Ayant montré, sous le titre “Cessons d’avoir à mendier du travail” (GR 1069), que l’abolition du marché du travail est dans la logique de l’Histoire et ne serait pas une calamité, Jean Mathieu s’attache ici à faire réfléchir les “Verts” sur une proposition qui tient compte de la réalité sans sortir du système actuel :

II. Vers une société post-marchande

par J. MATHIEU
17 novembre 2006

Société post-marchande est une heureuse formule car elle permet d’ouvrir un avenir imaginable autrement qu’avec les mots pervertis de socialisme, communisme, anarchisme et autres grandes idéologies qui ont déçu les rêves du 19ème siècle. Pour autant il ne semble pas que ce néologisme obtienne un grand succès auprès de nos décideurs mandatés car il demande quand même une portée de vue qu’ils sont encore loin de revendiquer.

De gauche comme de droite, nos élus s’emploient donc prioritairement à “faire en sorte” que le capitalisme continue de jouer son rôle d’employeur solvabilisateur de la société, comme si de rien n’était, et dans cette perspective en trompe-l’œil, ils en arrivent même à rêver d’un “désengagement de l’État”, ce qui est un comble !

Exercice écrit 1
Relevez toutes les idéologies que l'extrait sur la société post-marchande désigne par leur nom.
Exercice écrit 2
Reprenez le passage de l'extrait sur la société post-marchande qui va de « II. Vers une » jusqu'à « loin de revendiquer. » inclus, en rebaptisant « néologisme » en « terme ».

Données sources
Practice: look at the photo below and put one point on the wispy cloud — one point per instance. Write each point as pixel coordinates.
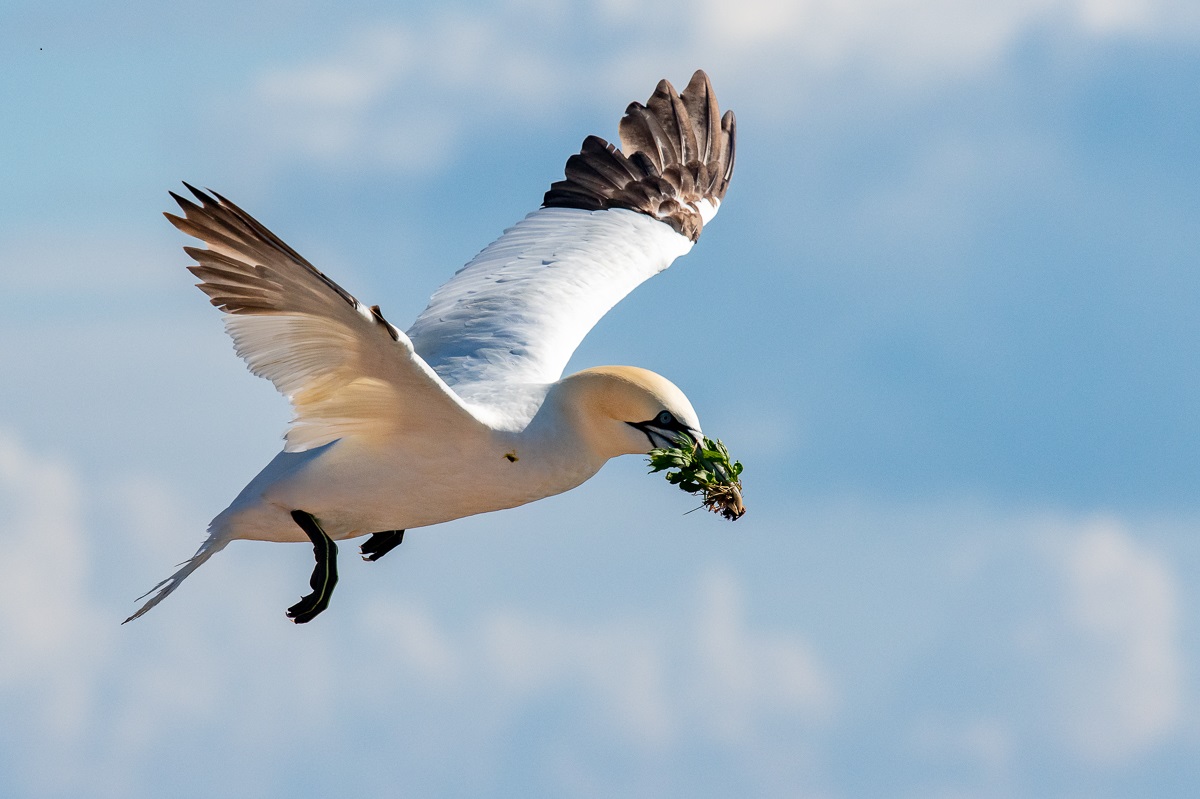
(1115, 643)
(381, 97)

Réponse écrite 1
socialisme, communisme, anarchisme

Réponse écrite 2
II. Vers une société post-marchande

par J. MATHIEU
17 novembre 2006

Société post-marchande est une heureuse formule car elle permet d’ouvrir un avenir imaginable autrement qu’avec les mots pervertis de socialisme, communisme, anarchisme et autres grandes idéologies qui ont déçu les rêves du 19ème siècle. Pour autant il ne semble pas que ce terme obtienne un grand succès auprès de nos décideurs mandatés car il demande quand même une portée de vue qu’ils sont encore loin de revendiquer.